REQUIRED TASK
From the line with "Target = long hair woman" through the final line, transcribe the material below character for character; include no other lines.

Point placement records

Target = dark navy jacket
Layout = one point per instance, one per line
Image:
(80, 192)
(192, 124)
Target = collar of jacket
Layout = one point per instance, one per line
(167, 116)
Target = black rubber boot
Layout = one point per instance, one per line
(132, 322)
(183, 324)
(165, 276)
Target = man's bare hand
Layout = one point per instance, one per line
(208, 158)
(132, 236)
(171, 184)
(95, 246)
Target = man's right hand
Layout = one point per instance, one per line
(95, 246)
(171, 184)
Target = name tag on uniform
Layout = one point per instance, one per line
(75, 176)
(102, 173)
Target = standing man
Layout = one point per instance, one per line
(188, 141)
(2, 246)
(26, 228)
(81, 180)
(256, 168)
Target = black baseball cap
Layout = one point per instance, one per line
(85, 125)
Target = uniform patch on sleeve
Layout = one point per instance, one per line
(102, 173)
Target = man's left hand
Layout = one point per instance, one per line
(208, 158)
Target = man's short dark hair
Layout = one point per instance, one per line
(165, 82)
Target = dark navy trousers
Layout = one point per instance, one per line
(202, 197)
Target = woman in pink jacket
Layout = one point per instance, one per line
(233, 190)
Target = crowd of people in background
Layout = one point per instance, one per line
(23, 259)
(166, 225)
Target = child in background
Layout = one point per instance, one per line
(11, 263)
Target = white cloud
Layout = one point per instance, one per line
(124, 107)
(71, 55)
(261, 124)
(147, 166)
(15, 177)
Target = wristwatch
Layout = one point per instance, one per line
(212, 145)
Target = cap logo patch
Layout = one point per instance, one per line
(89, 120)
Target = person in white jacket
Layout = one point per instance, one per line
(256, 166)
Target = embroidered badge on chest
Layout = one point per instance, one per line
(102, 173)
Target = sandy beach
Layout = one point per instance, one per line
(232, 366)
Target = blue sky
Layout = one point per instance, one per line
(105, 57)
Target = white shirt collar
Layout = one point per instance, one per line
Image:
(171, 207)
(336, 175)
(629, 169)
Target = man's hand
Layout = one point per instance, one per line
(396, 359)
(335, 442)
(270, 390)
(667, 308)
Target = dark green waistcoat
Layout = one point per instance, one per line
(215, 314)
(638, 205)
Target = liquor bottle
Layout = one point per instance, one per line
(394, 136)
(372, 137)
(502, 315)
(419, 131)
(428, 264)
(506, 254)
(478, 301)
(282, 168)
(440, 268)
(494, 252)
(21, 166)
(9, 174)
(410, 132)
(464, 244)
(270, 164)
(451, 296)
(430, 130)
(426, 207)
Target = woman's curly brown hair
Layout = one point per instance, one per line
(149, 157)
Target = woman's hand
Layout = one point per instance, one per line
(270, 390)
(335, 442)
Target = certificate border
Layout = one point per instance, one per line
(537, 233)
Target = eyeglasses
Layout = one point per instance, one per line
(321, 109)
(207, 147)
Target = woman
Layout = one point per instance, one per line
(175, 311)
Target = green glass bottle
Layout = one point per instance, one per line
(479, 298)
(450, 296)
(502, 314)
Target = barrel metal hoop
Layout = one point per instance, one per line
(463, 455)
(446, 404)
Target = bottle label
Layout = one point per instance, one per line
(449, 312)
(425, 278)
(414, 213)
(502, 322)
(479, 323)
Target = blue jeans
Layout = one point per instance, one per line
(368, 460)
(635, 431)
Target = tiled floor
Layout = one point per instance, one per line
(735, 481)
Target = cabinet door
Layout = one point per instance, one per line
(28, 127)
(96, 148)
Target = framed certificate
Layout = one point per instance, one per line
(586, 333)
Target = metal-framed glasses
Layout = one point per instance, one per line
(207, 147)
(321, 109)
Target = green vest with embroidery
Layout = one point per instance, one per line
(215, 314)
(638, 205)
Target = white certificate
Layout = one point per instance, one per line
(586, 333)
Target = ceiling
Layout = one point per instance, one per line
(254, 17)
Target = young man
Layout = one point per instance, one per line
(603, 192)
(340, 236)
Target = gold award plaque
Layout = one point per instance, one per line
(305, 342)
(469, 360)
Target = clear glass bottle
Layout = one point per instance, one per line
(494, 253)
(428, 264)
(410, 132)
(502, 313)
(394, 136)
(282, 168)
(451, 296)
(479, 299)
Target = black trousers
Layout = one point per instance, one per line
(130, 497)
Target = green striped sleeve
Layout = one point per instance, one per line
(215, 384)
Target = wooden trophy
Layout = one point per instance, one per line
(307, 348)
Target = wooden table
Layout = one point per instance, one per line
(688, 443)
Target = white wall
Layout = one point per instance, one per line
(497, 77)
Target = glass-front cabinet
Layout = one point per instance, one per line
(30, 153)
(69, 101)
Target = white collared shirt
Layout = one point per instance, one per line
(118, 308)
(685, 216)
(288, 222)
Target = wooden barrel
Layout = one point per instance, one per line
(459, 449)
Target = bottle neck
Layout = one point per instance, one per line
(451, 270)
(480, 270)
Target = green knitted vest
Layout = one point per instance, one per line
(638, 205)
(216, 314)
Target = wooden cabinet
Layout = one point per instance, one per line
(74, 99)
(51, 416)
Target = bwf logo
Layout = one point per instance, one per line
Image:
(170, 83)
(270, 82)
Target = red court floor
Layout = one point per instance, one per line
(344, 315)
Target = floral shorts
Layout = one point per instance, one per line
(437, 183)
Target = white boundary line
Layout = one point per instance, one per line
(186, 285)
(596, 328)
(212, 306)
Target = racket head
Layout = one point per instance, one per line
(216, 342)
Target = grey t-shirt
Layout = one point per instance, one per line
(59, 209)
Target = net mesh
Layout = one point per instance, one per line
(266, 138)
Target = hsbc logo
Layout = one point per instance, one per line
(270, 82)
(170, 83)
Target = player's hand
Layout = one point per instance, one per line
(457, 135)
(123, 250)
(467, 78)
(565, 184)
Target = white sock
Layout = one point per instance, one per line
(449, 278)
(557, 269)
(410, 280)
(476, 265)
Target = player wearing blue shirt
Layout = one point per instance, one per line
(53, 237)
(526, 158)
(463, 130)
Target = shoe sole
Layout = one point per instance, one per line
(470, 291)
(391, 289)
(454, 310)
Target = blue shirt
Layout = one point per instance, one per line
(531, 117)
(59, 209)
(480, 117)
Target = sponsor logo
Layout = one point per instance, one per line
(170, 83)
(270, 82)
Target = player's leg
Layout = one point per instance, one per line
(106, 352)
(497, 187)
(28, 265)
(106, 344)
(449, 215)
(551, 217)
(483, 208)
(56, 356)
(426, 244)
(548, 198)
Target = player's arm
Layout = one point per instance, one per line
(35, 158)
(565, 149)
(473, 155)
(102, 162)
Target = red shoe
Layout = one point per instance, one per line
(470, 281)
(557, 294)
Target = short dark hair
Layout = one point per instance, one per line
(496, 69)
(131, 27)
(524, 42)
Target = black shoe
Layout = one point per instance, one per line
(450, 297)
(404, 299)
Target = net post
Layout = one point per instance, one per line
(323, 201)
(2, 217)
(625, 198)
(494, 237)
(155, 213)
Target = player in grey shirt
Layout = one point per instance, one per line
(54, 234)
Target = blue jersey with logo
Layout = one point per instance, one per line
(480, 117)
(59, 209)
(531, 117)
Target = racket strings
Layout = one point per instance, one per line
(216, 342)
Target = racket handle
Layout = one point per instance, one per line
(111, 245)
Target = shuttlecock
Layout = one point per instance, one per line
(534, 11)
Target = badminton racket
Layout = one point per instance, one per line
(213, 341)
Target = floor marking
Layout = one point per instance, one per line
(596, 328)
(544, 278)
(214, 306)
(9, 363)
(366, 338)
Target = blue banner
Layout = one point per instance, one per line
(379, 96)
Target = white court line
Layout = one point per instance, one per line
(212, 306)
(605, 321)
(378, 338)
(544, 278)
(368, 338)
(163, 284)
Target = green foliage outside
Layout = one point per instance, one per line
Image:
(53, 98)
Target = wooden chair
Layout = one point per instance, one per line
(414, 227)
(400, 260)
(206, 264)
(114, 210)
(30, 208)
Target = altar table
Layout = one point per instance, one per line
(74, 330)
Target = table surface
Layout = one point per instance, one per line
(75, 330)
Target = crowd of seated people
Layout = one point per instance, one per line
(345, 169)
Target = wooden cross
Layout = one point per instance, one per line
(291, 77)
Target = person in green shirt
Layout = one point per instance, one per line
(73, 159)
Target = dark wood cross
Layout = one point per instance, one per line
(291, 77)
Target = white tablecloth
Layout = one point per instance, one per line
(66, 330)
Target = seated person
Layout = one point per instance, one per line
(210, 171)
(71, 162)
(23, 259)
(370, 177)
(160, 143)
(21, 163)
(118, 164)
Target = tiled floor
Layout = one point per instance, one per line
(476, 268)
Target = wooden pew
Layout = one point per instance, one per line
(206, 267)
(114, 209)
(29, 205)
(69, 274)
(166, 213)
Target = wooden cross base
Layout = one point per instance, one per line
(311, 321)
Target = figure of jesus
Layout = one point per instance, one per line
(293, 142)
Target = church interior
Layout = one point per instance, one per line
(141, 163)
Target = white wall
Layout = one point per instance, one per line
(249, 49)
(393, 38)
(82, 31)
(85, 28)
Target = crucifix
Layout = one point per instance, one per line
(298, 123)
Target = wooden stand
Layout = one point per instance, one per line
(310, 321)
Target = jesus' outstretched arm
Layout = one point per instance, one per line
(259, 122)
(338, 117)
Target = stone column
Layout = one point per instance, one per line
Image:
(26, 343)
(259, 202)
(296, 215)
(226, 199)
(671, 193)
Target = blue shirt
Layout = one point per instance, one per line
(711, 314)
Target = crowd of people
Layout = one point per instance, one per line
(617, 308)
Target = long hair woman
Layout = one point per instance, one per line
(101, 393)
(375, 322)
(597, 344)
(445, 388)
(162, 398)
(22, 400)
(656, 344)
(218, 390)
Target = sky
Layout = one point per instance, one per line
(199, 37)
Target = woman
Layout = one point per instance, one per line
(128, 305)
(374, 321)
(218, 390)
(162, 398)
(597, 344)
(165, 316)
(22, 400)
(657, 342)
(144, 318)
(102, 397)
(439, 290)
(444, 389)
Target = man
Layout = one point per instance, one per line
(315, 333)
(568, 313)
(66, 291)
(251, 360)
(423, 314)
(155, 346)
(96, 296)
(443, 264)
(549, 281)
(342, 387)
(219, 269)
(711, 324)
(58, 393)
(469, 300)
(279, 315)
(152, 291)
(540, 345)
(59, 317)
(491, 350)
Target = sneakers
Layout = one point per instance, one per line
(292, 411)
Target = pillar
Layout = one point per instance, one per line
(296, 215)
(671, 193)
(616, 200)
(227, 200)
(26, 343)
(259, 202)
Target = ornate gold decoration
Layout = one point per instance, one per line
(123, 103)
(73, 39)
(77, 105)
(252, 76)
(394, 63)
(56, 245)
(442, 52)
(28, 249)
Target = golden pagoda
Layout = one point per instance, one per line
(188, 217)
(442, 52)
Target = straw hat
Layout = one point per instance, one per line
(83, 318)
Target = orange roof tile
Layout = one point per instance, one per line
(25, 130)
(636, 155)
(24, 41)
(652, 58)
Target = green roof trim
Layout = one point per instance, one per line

EXERCISE RESULT
Target = long hair woman
Layout = one point per instance, one per line
(101, 393)
(375, 322)
(597, 344)
(445, 388)
(162, 398)
(22, 400)
(656, 344)
(218, 390)
Target = sky
Layout = one point per instance, one per line
(199, 37)
Target = woman
Layout = one point per instance, one per line
(128, 305)
(374, 321)
(218, 390)
(162, 398)
(597, 344)
(165, 316)
(22, 400)
(657, 342)
(144, 318)
(102, 397)
(439, 290)
(444, 389)
Target = man
Layout = one point per instance, one per line
(315, 333)
(568, 313)
(66, 291)
(251, 360)
(423, 314)
(155, 346)
(96, 296)
(443, 264)
(549, 281)
(342, 387)
(219, 269)
(711, 324)
(58, 393)
(469, 300)
(279, 315)
(152, 291)
(540, 345)
(59, 317)
(491, 350)
Target = sneakers
Layout = one point per instance, one per line
(292, 411)
Target = pillar
Layout = one point per instance, one per line
(296, 215)
(671, 193)
(616, 200)
(227, 200)
(26, 343)
(259, 202)
Target = ornate gold decoration
Layout = one point per instance, one per line
(123, 103)
(73, 39)
(77, 105)
(252, 76)
(394, 63)
(56, 245)
(442, 52)
(28, 249)
Target = golden pagoda
Layout = one point per instance, one per line
(188, 217)
(442, 52)
Target = straw hat
Layout = one point per instance, one per line
(83, 318)
Target = orange roof tile
Layout = one point per instance, one per line
(25, 130)
(636, 155)
(24, 41)
(652, 58)
Target = green roof trim
Layout = one point per instance, one per line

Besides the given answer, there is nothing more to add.